● **Text segment**
•••
Joan: Is nothing I own sacred to you? Those were Italian!
Jack: Now they're practical.

    • Which is major Fridge Logic for those who know the engineering of high heels. If you tried to wear them sans heel you'd be walking around with your toes pointed nearly 90 degrees straight up.
  • Scary Movie series parodies this very liberally, with the chasee tripping over everything dozens of times inside of 3 yards distance.
  • The zombie flick Raiders of the Damned has a (barely) interesting male version. The beeftastic hero is running away from the zombies towards some kind of teleport thingy (the movie isn't really clear about it) that is going to close. He trips on a blade of grass and, rather than getting back up and running even faster, he continues forward on his belly. He doesn't make it and gets munched. And there was much rejoicing.
  • Apparently subverted than inverted quite neatly in Batman, when the Joker makes hostage Vicki Vale take off her high heels to subvert this as they both ascend to the eventual Climbing Climax at the top of the very, very tall Gotham Cathedral. The inversion is that because her heels were slowing her down until the Joker got rid of them, it was the hero who gained ground.
  • Inverted in The Texas Chainsaw Massacre remake. Erin has no trouble getting past a barbed wire fence while Leatherface trips and gets tangled in it.
  • Subverted in Zombieland: When the ridiculously Genre Savvy Columbus drops his keys while trying to get into his car, he merely runs another lap around to get more distance between the zombies chasing him ("Cardio" being Rule #1 for him) and try again (only to learn that the car was unlocked anyways).
  • In the 2009 Syfy Original B-Movie Infestation, while hiding from the giant insects in a mall, Sara finds some sneakers and hands them to Cindy. Sara explains this trope and asks her to replace her high heels with the sneakers. Cindy refuses her advice, but surprisingly, she doesn't suffer a Broken Heel problem later.
  • Proper example from Friday the 13 th films is Pam from Part V, as she is shown slipping on the mud when she's on the run.

Literature

  • Played with in the Discworld book Lords and Ladies, when Nanny Ogg remembers her youth, when she and Granny Weatherwax were being chased by men with... uh... "romantic" intentions across the fields: "She could outrun any man. Now me, I just tripped over the first old branch I came up to. Took me ages to find one, sometimes."
  • Subverted in the novel Shadowman where, when female lead Lissa breaks her heel walking through a marsh, she simply throws them away (we then get a brief, but...uh, detailed description of how the marsh feels on her bare feet.
•••
● **Job A**
Please extract the part of the trope list that begins at the words "Jack: Now they're" and stops after "degrees straight up.".
● **Job B**
According to the trope list, what is Rule #1 for Columbus in Zombieland?
● **Job C**
Carry on the trope list from where it stops.

(Pointing dataset records)
•••
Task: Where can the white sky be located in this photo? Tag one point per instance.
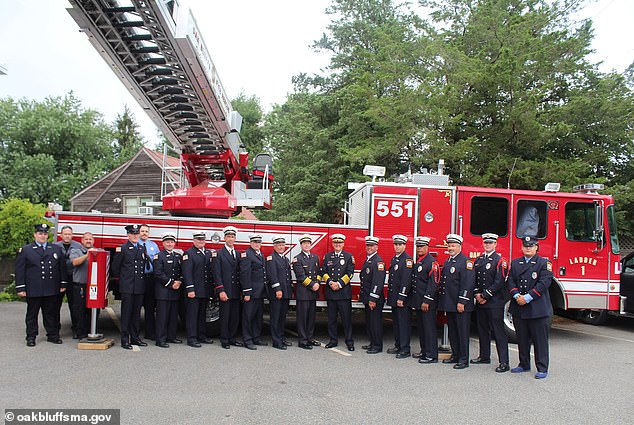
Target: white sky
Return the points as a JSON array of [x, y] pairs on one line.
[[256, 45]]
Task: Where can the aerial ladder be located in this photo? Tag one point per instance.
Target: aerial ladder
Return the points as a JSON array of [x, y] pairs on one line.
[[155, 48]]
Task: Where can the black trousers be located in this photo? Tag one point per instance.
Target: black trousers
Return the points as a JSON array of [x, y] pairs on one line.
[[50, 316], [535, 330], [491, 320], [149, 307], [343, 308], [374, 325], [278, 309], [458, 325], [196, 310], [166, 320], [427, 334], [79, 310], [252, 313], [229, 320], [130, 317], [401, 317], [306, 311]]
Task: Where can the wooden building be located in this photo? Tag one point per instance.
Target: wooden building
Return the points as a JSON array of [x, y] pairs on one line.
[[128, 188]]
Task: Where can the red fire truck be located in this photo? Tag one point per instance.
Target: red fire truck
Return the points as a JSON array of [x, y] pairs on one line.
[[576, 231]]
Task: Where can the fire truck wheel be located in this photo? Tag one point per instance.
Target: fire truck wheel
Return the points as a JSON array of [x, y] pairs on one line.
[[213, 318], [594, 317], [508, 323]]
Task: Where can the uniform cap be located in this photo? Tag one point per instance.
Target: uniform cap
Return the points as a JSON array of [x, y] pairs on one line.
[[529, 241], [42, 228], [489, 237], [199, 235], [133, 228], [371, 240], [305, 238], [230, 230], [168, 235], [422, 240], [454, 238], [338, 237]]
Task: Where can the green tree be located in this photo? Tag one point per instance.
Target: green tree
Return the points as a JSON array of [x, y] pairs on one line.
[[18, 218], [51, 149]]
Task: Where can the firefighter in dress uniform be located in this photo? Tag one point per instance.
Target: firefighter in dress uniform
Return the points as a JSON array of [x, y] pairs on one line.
•••
● **Task response A**
Jack: Now they're practical.

    • Which is major Fridge Logic for those who know the engineering of high heels. If you tried to wear them sans heel you'd be walking around with your toes pointed nearly 90 degrees straight up.

● **Task response B**
Cardio.

● **Task response C**
Live-Action TV

  • Inverted and spoofed in Buffy the Vampire Slayer: Buffy is retreating from Glory, an enemy who is stronger than Buffy and yet looks like a fashionable young woman. Glory breaks a heel, thus allowing Buffy to escape. (And, in her annoyance at this development, Glory stamps her foot—and shakes the foundation of the building she is in.)
  • Susan Foreman, the Doctor's granddaughter in Doctor Who has this happen to her a lot. Apparently the Gallifreyian superior physiology doesn't include the ankles.
  • A Kids in The Hall sketch featured some teenagers who were attempting to run from some slow, lurching zombies where the female kept breaking her heel at inappropriate moments, removing the offending shoe, and then breaking a magically reappearing shoe again moments later.
  • Land of the Lost: Vital dropped items that had to be gone back for, unexpected bottomless pits, and the occasional Twisted Ankle were used to try to make the Sleestaks seem menacing, despite their clumsy motions and slow, tottering walk.

Newspaper Comics

  • A couple of Mother Goose and Grimm comics had Grimm musing to Atilla about how women keep falling over him then Atilla holds out a broken shoe heel and tells Grimm that it's because he kept chewing the heels off their shoes.

Video Games

  • Lucas in Super Smash Bros. Brawl‍'‍s "Subspace Emissary". Where he trips on a root while running away from the Pig King Statue, somehow managing to get his leg caught underneath it, but is saved in a Big Damn Heroes Moment by Ness.
  • Jesse of Avalanche in Final Fantasy VII trips and gets her foot stuck while trying to escape from the exploding reactor. Cloud stops to help her and they make it out right as the reactor explodes, even if the timer has not run out yet.
  • In Valkyria Chronicles, Welken and Alicia are thrown off a cliff by an artillery bombardment and have to cross through enemy-held territory to rendezvous with their comrades. Unfortunately, Alicia twisted her ankle in the fall, which makes dodging the enemy's patrols and random mortar fire that much more difficult.
  • The Pokémon move Grass Knot Invokes this. It uses grass to trip the opponent. The amount of damage depends on the opponent's weight.
  • This happens to Dollface in the remake of Twisted Metal. Unfortunately, she's trying to run away from a landing plane at the time.

Web Comics

Haley: "I swear, if I randomly fall down and break the heel of my boot, I'm going to find Wes Craven and kick his ass."

  • Parodied by Sluggy Freelance, where the girl running through the woods in heels in a Slasher Flick parody trips over logs and rocks repeatedly, and then one of her friends trips her just for laughs.

Web Original

Western Animation

  • Lampshaded in the Angry Beavers Halloween special. The beavers and Toluca Lake are fleeing monsters when she falls over and breaks an ankle. A few seconds later she breaks her other ankle, and finally breaks both of her ankles again.

Daggett: Why don't we just cut the darn things off?!

  • From the She Ra Princess of Power pilot film, The Secret of the Sword: While running from a monster, Bo trips over a vine (root?). Interesting how this plays out almost like if he were a girl (the more classic scenario), including how he just lies there waiting to get rescued instead of trying to get up and keep running. Although technically, the monster just offscreen teleported to in front of him anyway, so maybe he thought it was useless by that point to run anywhere.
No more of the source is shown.